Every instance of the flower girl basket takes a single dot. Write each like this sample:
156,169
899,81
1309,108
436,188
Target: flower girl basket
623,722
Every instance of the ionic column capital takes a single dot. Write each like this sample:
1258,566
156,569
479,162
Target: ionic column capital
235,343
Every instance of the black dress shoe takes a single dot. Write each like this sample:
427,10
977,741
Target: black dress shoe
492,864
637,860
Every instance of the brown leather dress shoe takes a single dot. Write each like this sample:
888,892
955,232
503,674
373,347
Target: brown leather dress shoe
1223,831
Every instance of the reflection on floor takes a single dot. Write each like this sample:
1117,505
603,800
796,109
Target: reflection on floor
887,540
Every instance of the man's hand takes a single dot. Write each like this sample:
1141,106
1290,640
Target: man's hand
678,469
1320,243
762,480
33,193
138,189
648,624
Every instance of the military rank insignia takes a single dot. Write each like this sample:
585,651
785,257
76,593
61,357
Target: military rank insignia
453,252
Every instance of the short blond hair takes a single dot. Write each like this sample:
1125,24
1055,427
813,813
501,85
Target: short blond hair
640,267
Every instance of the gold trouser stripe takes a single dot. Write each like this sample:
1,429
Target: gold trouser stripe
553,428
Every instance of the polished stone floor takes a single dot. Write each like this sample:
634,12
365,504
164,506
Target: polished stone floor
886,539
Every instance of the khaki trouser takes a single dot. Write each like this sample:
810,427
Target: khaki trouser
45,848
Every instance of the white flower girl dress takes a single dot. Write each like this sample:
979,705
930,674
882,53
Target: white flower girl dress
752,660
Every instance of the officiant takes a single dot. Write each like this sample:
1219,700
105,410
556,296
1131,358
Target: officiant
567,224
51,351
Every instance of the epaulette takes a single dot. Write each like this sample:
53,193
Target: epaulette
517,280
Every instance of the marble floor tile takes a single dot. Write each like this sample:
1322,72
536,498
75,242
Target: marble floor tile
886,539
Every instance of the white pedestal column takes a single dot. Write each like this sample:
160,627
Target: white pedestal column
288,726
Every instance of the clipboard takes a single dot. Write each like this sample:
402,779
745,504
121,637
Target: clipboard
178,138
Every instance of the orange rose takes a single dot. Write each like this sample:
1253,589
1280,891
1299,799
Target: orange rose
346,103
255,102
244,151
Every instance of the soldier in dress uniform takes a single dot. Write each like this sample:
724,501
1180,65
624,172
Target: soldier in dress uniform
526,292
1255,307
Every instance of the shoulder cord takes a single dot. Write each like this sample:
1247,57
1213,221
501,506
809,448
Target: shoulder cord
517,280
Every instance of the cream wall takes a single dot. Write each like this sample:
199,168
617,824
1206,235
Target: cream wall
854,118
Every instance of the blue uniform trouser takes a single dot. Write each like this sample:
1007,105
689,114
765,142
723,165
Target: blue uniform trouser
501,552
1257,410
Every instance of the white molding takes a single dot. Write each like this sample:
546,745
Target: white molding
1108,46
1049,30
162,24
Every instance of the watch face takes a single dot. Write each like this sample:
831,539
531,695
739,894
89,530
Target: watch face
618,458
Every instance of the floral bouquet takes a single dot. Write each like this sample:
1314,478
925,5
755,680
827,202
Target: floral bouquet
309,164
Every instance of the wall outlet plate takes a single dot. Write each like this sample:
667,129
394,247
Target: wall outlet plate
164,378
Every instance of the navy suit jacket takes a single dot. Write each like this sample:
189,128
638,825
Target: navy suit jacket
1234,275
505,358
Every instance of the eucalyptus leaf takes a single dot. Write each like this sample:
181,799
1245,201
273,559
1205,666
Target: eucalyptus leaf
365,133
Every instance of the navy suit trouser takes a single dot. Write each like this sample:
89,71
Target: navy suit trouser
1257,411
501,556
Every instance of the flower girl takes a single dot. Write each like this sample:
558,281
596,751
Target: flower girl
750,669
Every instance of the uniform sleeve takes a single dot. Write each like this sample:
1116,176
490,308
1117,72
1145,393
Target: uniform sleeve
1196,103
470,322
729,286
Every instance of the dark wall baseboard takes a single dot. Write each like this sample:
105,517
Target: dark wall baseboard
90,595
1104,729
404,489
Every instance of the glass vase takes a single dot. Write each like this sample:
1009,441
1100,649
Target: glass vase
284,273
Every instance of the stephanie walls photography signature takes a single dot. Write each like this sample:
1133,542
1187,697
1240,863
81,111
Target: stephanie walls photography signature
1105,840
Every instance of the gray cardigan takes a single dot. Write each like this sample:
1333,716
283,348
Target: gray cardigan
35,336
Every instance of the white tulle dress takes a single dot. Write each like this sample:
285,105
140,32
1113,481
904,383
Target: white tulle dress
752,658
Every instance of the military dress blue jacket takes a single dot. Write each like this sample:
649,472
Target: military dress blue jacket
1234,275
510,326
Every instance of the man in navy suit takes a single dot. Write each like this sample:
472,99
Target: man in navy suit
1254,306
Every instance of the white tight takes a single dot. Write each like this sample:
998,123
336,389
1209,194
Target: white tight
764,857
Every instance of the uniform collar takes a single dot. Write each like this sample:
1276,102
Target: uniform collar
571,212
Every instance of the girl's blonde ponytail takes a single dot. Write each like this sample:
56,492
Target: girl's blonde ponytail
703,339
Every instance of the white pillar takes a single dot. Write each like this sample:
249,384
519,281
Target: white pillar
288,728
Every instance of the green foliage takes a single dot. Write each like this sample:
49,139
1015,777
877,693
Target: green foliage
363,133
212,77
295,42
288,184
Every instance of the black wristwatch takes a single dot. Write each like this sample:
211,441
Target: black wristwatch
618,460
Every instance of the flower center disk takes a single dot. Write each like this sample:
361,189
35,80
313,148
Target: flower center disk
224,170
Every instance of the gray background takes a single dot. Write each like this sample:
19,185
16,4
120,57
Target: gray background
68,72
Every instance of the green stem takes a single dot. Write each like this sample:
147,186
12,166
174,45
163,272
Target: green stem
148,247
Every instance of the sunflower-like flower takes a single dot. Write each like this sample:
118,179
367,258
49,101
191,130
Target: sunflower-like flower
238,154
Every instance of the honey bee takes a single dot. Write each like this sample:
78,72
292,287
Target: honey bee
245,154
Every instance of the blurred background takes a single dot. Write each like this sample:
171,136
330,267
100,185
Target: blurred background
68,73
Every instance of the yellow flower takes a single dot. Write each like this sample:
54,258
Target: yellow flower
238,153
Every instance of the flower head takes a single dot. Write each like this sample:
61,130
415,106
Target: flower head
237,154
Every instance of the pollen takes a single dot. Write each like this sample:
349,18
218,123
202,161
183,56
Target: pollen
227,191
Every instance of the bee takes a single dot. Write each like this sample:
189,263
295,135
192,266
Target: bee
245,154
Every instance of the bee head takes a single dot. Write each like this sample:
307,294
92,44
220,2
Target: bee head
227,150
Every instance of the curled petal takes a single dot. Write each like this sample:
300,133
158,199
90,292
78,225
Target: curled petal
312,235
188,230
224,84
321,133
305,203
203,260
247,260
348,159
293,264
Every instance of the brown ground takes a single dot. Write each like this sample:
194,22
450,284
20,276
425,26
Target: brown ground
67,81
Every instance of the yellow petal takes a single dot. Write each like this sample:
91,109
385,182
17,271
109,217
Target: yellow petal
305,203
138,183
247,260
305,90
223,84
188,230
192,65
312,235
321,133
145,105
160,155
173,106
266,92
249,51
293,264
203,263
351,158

### TASK DIRECTIONS
Without changing anything, repeat the whole listing.

### ANSWER TO THE EXERCISE
Every instance of the flower girl basket takes a single dot. Write each like this sample:
156,169
899,81
1309,108
436,188
Target: flower girl basket
623,722
Every instance of the ionic column capital takes a single dot. Write each like this sample:
1258,566
156,569
479,162
Target: ionic column capital
235,343
Every instance of the black dress shoe takes a single dot. Write each like this sample:
427,10
977,741
Target: black dress shoe
492,864
637,860
Every instance of the brown leather dress shoe takes a single dot. Write each like this sample:
888,892
955,232
503,674
373,347
Target: brown leather dress shoe
1223,831
Every instance of the reflection on floor takes a single dot. Write each like this sample:
1117,505
603,800
796,109
Target: reflection on floor
887,540
Every instance of the man's hand takes a single dot. Write each like this sample:
1141,106
1290,640
Target: man's hand
678,469
1320,243
762,480
33,193
138,189
648,624
Every instance of the military rank insignia takes a single dot. Write each like this sample:
585,651
785,257
76,593
61,357
Target: military rank insignia
453,252
Every instance of the short blond hair takes a single dot. Write each like this sample:
1125,24
1055,427
813,813
501,85
Target: short blond hair
640,267
Every instance of the gold trouser stripe takes a single dot. Write each like this sample:
1,429
Target: gold trouser stripe
553,428
Every instance of the polished stone floor takes a single dot. Write each like this sample:
634,12
365,504
164,506
Target: polished stone floor
886,539
Every instance of the khaki trouser takes a single dot. Write each like this sample:
810,427
Target: khaki trouser
45,848
Every instance of the white flower girl dress takes a single dot. Write each like this sample:
979,705
930,674
882,53
Target: white flower girl dress
752,660
Every instance of the officiant takes a single dot. Write each like this sample:
1219,700
105,410
556,296
1131,358
Target: officiant
567,224
51,351
Every instance of the epaulette takes a single dot. Write each like this sample:
53,193
Target: epaulette
517,280
Every instance of the marble floor tile takes a single dot. Write each like this sample:
1322,72
536,498
75,242
Target: marble floor tile
886,539
Every instance of the white pedestal column takes a single dot. Write each like this sample:
160,627
Target: white pedestal column
288,726
Every instance of the clipboard takes a single dot. Write each like this sample:
402,779
745,504
121,637
Target: clipboard
178,138
Every instance of the orange rose takes a single dot. Write each like this sample:
1253,589
1280,891
1299,799
Target: orange rose
346,103
255,102
244,151
Every instance of the soldier in dress uniform takes a single dot. Write each like this sample:
724,501
1180,65
624,172
Target: soldier in dress uniform
526,292
1255,307
Every instance of the shoulder cord takes a single dot. Write each like this sample:
1247,57
1213,221
501,506
809,448
Target: shoulder cord
517,280
Every instance of the cream wall takes a single dot. Write each like this sample:
199,168
617,824
1206,235
Target: cream wall
854,118
Every instance of the blue uniform trouser takes a single dot. Write each like this sample:
1007,105
689,114
765,142
723,165
Target: blue uniform trouser
501,552
1257,410
Every instance of the white molding takes a single dot. Write each like this sample:
546,745
Target: white molding
1108,46
1049,30
162,24
Every instance of the watch face takes a single dot. Write each like this sample:
831,539
531,695
739,894
89,530
Target: watch face
618,458
Every instance of the floral bouquet takes a single dot. Write each like this sample:
1314,478
925,5
755,680
827,202
Target: floral bouquet
309,164
Every instance of the wall outlet plate takes a single dot. Write each like this sample:
667,129
394,247
Target: wall outlet plate
164,378
Every instance of the navy suit jacket takes a single dot. Write each like this sample:
189,128
638,825
Target: navy suit jacket
1234,275
505,358
Every instance of the eucalyptus leaf takes a single dot. Write each like this sample:
181,799
1245,201
273,559
1205,666
Target: eucalyptus leaf
365,133
Every instance of the navy suit trouser takes a single dot. Write each like this sample:
89,71
Target: navy suit trouser
1257,411
501,556
Every instance of the flower girl takes a single dot. Write each like this sample:
558,281
596,751
Target: flower girl
750,669
Every instance of the uniform sleeve takes a single dot. Write each like this sample:
1116,176
490,308
1117,72
1145,393
Target: uniform sleeve
1196,103
470,322
729,286
Every instance of the dark wall baseboard takes a single dot. Write each like this sample:
105,517
Target: dark wall baseboard
90,595
1104,729
404,489
Every instance of the glass vase takes a single dot. Write each like this sample:
1009,441
1100,649
Target: glass vase
284,273
Every instance of the stephanie walls photography signature takes a single dot. Write each like this sample:
1133,542
1187,697
1240,863
81,111
Target: stephanie walls photography signature
1105,840
Every instance of the gray cardigan takes a single dot. Write each like this sample:
1333,716
283,348
Target: gray cardigan
35,336
Every instance of the white tulle dress takes a single dot. Write each like this sample:
285,105
140,32
1113,481
904,383
Target: white tulle dress
752,658
Every instance of the military dress blue jacket takes a single dot. Write each like this sample:
649,472
Target: military dress blue jacket
1234,275
510,326
Every instance of the man in navy suit takes a single dot. Write each like this sample:
472,99
Target: man in navy suit
1254,306
Every instance of the white tight takes a single dot. Write each like this sample:
998,123
336,389
1209,194
Target: white tight
764,857
Every instance of the uniform collar takes a single dot. Write each like this sample:
1276,102
Target: uniform collar
571,212
Every instance of the girl's blonde ponytail takes a single dot. Write each like this sample:
56,492
Target: girl's blonde ponytail
703,339
Every instance of the white pillar takes a single dot. Write each like this sample:
249,384
519,281
Target: white pillar
288,728
Every instance of the green foliage takes a single dot. Write each like this sample:
49,139
1015,777
877,693
Target: green foliage
363,133
212,77
295,42
288,184
Every instance of the black wristwatch takes a single dot. Write each like this sample:
211,441
Target: black wristwatch
618,460
Every instance of the flower center disk takes a single dot. Write each like this sample:
361,189
35,80
313,148
Target: flower center disk
224,170
Every instance of the gray background takes a single dot. Write each like this sample:
19,185
16,4
120,57
Target: gray background
68,72
Every instance of the green stem takes a single dot. Write each like this sample:
147,186
12,166
174,45
163,272
Target: green stem
148,247
Every instance of the sunflower-like flower takes a single dot. Write each like this sample:
118,179
367,258
49,101
191,130
Target: sunflower-like flower
238,154
Every instance of the honey bee takes a single dot. Write each like this sample:
78,72
292,287
Target: honey bee
245,154
Every instance of the blurred background takes a single dot. Write each like this sample:
171,136
330,267
100,185
Target: blurred background
68,73
Every instance of the yellow flower takes a single dot. Write each like this sample:
54,258
Target: yellow flower
238,153
Every instance of the flower head takes a single dot. Write each like this sample:
61,130
415,106
Target: flower head
237,154
Every instance of the pollen takes a single dot. Write each like this sample:
349,18
218,123
202,161
183,56
Target: pollen
227,191
Every instance of the bee takes a single dot. Write each like this sample:
189,263
295,135
192,266
Target: bee
245,154
Every instance of the bee head takes a single dot. Write each like this sample:
307,294
92,44
220,2
Target: bee head
227,150
Every instance of the curled petal takes a single dot. Write each like this sample:
300,133
158,199
90,292
78,225
Target: curled petal
312,235
188,230
224,84
321,133
305,203
203,260
247,260
348,159
293,264
Every instance of the brown ground takes a single dot. Write each like this sample:
194,22
450,284
20,276
425,26
Target: brown ground
67,81
Every instance of the yellow petal takes a single dot. Write each like this sample:
91,109
385,182
17,271
109,217
Target: yellow petal
305,203
138,183
247,260
305,90
223,84
188,230
192,65
312,235
321,133
145,105
160,155
173,106
266,92
249,51
293,264
203,263
351,158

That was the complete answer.